> [What you have to do] Could you copy, word for word, only the lines from the one containing "of the lawn" through the last line of the records below, both included?

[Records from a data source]
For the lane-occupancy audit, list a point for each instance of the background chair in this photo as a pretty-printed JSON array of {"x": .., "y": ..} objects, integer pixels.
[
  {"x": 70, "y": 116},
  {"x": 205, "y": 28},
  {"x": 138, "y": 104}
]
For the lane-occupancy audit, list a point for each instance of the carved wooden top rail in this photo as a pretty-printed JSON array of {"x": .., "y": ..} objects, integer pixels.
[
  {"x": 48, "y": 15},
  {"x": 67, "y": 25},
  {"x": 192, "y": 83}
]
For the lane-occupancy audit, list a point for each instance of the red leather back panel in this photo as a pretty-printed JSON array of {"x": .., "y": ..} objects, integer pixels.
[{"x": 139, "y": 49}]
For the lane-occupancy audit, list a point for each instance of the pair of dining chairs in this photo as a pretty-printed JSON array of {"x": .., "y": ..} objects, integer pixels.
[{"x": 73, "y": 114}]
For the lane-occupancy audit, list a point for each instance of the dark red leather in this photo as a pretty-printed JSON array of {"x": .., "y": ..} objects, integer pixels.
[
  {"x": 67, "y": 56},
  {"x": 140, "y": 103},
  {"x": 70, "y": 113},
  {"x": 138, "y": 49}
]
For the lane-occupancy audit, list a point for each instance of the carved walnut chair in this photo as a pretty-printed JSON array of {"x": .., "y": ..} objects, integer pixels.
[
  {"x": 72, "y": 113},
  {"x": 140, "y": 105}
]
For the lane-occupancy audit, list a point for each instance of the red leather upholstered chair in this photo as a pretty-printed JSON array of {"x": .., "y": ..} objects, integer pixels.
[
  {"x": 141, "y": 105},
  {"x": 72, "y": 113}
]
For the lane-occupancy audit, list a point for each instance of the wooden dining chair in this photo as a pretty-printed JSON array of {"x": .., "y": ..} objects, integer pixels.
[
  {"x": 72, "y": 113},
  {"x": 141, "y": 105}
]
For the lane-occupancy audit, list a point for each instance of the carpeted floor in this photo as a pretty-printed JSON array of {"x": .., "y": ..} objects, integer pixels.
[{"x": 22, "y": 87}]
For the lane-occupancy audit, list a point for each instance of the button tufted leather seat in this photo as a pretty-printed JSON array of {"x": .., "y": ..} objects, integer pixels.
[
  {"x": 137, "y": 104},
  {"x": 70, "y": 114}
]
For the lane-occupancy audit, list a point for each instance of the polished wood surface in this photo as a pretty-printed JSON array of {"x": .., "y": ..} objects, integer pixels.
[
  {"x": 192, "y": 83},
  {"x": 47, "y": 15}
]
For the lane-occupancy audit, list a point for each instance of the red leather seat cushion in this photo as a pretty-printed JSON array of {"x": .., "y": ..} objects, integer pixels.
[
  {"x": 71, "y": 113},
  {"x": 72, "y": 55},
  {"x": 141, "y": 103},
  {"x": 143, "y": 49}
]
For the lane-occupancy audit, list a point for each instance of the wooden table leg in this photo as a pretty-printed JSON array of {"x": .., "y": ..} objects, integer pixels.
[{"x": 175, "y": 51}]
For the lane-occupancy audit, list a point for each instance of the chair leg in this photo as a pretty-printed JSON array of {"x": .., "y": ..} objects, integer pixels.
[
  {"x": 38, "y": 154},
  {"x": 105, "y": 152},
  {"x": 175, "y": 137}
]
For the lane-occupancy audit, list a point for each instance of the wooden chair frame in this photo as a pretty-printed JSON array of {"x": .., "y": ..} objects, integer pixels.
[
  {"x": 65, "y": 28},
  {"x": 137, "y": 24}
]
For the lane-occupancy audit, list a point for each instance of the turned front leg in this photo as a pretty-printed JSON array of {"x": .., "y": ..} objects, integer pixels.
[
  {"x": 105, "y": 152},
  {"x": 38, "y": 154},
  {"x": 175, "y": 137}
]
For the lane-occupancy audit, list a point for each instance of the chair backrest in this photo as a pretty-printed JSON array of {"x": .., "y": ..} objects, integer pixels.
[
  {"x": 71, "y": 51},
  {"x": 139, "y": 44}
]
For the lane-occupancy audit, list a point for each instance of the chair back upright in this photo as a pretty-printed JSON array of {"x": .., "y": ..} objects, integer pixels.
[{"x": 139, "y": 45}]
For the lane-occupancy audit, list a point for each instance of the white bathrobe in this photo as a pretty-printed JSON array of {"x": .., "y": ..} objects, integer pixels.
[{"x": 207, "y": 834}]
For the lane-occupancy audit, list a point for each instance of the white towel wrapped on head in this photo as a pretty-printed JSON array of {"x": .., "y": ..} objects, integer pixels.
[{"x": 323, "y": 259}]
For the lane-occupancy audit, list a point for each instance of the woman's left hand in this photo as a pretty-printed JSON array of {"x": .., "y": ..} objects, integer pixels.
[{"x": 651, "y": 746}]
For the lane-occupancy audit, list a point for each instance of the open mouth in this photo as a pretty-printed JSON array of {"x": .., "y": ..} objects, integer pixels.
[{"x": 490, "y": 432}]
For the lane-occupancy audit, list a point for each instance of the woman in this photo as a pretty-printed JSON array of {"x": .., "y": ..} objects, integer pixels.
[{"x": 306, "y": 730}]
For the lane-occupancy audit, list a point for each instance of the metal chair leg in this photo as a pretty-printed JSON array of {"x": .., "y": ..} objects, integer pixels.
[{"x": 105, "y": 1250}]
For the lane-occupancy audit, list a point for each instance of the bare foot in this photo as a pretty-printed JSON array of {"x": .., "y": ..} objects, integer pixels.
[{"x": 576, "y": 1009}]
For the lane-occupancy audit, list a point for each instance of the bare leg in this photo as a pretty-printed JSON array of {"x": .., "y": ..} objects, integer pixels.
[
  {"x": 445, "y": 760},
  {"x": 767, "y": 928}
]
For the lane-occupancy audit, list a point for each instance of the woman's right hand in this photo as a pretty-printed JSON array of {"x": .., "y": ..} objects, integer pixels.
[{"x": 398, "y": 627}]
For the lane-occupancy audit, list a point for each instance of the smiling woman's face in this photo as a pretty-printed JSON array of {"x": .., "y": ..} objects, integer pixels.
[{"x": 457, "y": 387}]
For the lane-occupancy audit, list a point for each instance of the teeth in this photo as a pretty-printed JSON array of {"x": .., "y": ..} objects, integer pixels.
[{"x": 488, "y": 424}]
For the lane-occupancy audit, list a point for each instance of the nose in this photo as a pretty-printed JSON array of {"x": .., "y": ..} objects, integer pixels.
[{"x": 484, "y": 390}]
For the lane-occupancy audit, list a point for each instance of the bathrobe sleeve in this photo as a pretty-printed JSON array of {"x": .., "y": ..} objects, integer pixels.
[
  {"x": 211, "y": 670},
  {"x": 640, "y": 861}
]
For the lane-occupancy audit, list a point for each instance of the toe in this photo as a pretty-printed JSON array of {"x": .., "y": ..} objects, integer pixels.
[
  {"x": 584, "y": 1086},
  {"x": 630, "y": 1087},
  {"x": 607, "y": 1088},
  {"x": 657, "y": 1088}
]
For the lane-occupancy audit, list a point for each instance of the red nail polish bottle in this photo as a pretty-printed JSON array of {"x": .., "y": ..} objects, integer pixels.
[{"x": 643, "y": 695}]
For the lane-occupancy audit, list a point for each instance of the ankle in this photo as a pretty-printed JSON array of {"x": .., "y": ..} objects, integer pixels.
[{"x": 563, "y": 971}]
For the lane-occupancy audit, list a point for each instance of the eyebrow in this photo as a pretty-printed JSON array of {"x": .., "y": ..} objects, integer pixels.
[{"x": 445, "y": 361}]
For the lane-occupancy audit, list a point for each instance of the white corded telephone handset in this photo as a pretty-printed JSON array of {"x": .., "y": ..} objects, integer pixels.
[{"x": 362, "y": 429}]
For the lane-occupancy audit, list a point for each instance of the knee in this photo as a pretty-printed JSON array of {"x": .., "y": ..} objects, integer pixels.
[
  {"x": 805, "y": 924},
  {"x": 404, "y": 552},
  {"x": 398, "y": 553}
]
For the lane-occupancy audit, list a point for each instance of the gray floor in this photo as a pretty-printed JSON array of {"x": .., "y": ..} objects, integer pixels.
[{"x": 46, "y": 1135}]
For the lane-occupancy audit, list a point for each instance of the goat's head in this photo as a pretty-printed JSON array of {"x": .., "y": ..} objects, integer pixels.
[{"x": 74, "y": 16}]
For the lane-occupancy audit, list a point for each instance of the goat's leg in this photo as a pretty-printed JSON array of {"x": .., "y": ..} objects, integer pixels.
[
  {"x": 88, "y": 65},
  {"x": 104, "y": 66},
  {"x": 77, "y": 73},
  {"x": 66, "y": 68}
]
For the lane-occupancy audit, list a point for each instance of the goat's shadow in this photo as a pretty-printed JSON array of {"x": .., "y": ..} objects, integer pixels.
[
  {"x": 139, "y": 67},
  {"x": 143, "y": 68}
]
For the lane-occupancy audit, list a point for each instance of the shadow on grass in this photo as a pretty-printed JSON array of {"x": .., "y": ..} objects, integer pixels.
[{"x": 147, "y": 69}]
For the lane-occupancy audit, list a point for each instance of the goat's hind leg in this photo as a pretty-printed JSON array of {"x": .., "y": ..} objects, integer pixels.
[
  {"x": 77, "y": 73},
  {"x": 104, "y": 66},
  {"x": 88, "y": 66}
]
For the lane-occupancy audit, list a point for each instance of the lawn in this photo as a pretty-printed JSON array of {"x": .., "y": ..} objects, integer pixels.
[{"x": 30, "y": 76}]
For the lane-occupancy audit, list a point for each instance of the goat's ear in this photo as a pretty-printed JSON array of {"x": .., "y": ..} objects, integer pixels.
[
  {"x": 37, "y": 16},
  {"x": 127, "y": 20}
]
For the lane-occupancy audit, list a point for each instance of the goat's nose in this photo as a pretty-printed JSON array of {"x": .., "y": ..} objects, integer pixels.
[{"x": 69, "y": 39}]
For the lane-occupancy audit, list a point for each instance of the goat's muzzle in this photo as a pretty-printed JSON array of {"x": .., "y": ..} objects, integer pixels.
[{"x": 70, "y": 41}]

> [Solved problem]
For the lane-occupancy audit, list a point for each instance of the lawn in this photo as a pretty-printed JSON array of {"x": .., "y": ..} objects, integer pixels.
[{"x": 30, "y": 76}]
For the lane-occupancy audit, list a point for each instance of the goat's ear in this photo as a pretty-printed JSON array of {"x": .., "y": ..} objects, integer pixels.
[
  {"x": 37, "y": 16},
  {"x": 127, "y": 20}
]
For the lane-occupancy audit, list a point for each instance of the goat's nose in this photo as a pretty-printed JSON array of {"x": .., "y": ..} objects, integer pixels.
[{"x": 69, "y": 39}]
For the lane-occupancy audit, list a point for each instance of the goat's muzzle in this photo as a pretty-printed JSON array of {"x": .., "y": ..} objects, integer pixels.
[{"x": 70, "y": 41}]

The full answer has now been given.